■ **TASK A**: Summarize the passage on tackling radicalization below in two sentences.
■ **TASK B**: Please resume the passage on tackling radicalization below, continuing on from its final sentence.

SELECTED EXCERPT Block Start

This is controversial step I realise, it means removing the threat of prosecution in the first instance and detaining people without trial – something for both sides to disagree with. It would, however, provide a platform to try and de-programme those who have been radicalised with the aim of returning them back to society.
I would say that the next big hurdle would be asking communities to look out for changes in those they love and care about, and telling the authorities when necessary so treatment can be provided.
It’s a monumental change for some as it cuts right to the core of their culture and their personal identity, but if we are to succeed we need to break the protection that allows people to turn a blind eye to radicalisation in their communities for fear of what the repercussions are. If we can show that potential jihadis are not being imprisoned, but are being treated sensitively, then may this will help overcome this cultural hurdle.
These two methods may help us tackle radicalisation for the future and hopefully ‘right the ship’ but it cannot help make people feel safe if we do nothing with the problems we have right now.
To that end I believe we need to ensure all preachers of hate on all sides (whether they be Imams or leaders of the EDL for example) can be removed, prosecuted and imprisoned for tens of years not just a few months at a time. Where possible deportation should be considered but only after the end of their sentence. Whilst imprisoned they should be kept away from those they could influence for the duration of their stay or participate in so called ‘deprogramming’ that will seek to de-radicalise their beliefs (and yes I do hold that EDL have radical beliefs).
This may mean a curtailment of the Freedom of Speech for many (some would say all), but should we not see this is temporary curtailment as being expedient to solving this problem?

SELECTED EXCERPT Block End
DATA EXCERPTS Block Start

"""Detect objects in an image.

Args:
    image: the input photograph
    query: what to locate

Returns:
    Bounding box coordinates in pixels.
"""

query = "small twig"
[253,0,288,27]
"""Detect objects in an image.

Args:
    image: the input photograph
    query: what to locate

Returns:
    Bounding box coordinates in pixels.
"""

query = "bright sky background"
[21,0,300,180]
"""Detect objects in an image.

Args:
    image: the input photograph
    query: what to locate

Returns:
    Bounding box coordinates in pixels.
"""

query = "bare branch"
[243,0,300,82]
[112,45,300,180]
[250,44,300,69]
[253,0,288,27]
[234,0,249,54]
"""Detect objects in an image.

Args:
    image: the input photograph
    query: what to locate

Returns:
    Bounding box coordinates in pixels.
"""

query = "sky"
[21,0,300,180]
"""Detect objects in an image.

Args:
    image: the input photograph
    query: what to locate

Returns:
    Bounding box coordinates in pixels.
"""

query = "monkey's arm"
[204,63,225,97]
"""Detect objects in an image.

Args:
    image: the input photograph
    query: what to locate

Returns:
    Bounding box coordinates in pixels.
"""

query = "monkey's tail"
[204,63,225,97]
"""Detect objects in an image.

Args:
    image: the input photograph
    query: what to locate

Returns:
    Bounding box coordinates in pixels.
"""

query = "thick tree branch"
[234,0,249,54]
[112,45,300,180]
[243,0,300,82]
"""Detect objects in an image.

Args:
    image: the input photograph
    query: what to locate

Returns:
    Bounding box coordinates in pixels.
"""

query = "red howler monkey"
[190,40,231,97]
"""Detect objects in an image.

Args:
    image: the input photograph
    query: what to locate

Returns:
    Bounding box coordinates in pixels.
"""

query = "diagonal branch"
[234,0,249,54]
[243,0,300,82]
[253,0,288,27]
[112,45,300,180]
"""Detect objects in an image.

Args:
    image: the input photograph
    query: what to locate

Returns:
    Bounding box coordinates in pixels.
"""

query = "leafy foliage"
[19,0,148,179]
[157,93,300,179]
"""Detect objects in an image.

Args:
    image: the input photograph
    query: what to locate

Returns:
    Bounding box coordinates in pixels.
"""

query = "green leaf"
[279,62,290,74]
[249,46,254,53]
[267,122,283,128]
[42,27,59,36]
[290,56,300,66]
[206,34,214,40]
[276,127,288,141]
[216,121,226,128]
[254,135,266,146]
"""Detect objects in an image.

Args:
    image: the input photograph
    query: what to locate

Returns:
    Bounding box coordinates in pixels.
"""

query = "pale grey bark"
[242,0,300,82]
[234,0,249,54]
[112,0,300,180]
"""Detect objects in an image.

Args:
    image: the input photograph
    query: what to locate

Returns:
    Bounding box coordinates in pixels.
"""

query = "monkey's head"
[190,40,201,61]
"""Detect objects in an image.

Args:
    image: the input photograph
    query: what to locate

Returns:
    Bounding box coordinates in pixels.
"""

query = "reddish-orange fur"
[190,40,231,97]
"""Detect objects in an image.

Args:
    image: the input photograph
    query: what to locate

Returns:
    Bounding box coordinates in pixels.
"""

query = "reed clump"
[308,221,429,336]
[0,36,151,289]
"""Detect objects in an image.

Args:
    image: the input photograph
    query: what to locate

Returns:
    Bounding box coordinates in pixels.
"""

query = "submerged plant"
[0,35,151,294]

DATA EXCERPTS Block End

■ **TASK ANSWER A**: The writer proposes detaining radicalized people without trial, rather than prosecuting them at first, so they can be de-programmed and returned to society. The writer also calls for asking communities to report worrying changes in people they care about and for imprisoning preachers of hate on all sides for decades, even if that means a temporary curtailment of free speech.

■ **TASK ANSWER B**:
We also need to ensure that armed response units have the power to deal with would be terrorists, have the right to shoot first (but on a strict rules of engagement basis, so a commanding officer sets the parameters of any operation) and have the threat of prosecution removed as a general basis (with only those who have genuinely done something wrong being prosecuted), their identities hidden and protected (and that of their families) for the duration of their lives.
Where someone survives the commission of such atrocities they should be treated both as a criminal and as being broken, so whilst they are prosecuted and isolated in jail, they are also given the necessary ‘deprogramming’ as a matter of course.
I realise that the above may be controversial, but we need to find a different way to deal with this problem. It may come across a bit totalitarian in parts, but is what we are doing really working for us?
*update – I forgot the feeding the good wolf section!*
On top of these methods to curtail the problem we must not forget that we can do far more by encouraging integration, making it easier, ensuring that their are jobs.
This does not mean banning face coverings or stopping Sharia Law, on the contrary, we need to stop the obsession with banning the burka and realise that for many Muslims Sharia Law is as important as secular law.
We should stop the ghettoisation of communities, multiculturalism was meant to expose us all to new cultures, not to coral people into small enclaves where they stick together.
This starts with my generation, a generation that has grown up far more tolerant than the last, and following on to the next generation that is almost fully integrated in some places. We need to keep up cultural and religious education, but it is important that children are taught to question religious dogma as well as secular dogma.Edit
It’s a long road, but we need to start somewhere, otherwise the future is going to be a very bleak place indeed.